━━━━━ Supplied material ━━━━━

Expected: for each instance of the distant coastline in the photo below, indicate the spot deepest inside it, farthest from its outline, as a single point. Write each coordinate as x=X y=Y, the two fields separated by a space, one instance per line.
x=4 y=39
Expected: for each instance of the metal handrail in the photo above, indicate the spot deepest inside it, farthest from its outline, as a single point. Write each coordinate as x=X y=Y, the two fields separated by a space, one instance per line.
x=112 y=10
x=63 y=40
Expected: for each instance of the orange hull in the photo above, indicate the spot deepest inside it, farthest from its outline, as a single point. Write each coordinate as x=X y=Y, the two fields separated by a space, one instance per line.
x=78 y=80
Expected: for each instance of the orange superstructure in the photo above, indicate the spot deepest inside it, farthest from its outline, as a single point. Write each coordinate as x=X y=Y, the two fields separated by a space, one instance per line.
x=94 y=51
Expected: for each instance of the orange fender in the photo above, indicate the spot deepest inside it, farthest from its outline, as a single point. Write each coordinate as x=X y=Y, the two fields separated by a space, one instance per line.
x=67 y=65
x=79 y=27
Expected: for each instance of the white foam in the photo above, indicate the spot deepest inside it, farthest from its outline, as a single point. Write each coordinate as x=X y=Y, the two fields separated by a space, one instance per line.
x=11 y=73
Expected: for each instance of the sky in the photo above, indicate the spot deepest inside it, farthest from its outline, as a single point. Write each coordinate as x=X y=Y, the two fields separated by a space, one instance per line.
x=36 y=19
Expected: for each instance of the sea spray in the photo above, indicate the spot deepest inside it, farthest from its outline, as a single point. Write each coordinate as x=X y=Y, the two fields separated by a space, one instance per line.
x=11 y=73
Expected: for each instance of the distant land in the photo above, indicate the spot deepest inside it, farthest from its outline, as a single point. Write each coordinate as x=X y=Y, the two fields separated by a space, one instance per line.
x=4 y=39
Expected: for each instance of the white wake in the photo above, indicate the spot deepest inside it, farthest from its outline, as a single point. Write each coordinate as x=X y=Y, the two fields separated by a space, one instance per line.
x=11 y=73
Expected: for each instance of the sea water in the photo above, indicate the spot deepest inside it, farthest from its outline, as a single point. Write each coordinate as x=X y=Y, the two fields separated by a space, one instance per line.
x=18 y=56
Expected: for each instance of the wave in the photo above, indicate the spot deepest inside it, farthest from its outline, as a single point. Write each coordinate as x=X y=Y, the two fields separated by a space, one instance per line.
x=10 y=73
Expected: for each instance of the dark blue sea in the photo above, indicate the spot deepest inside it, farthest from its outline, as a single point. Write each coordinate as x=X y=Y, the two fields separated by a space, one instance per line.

━━━━━

__Your goal__
Start at the line containing "Expected: for each instance of the wave" and copy each line through the last one in the records, exactly and with nothing added.

__Solution__
Expected: for each instance of the wave in the photo above, indicate the spot deepest inside it, farthest from its outline, as a single point. Write each coordinate as x=X y=Y, the two fields separated by a space, one instance per line.
x=10 y=73
Expected: for each instance of the dark blue sea in the photo above, indicate the spot deepest inside it, farthest from its outline, as a single point. Write each coordinate as x=X y=Y, the two fields separated by a space, one instance per line.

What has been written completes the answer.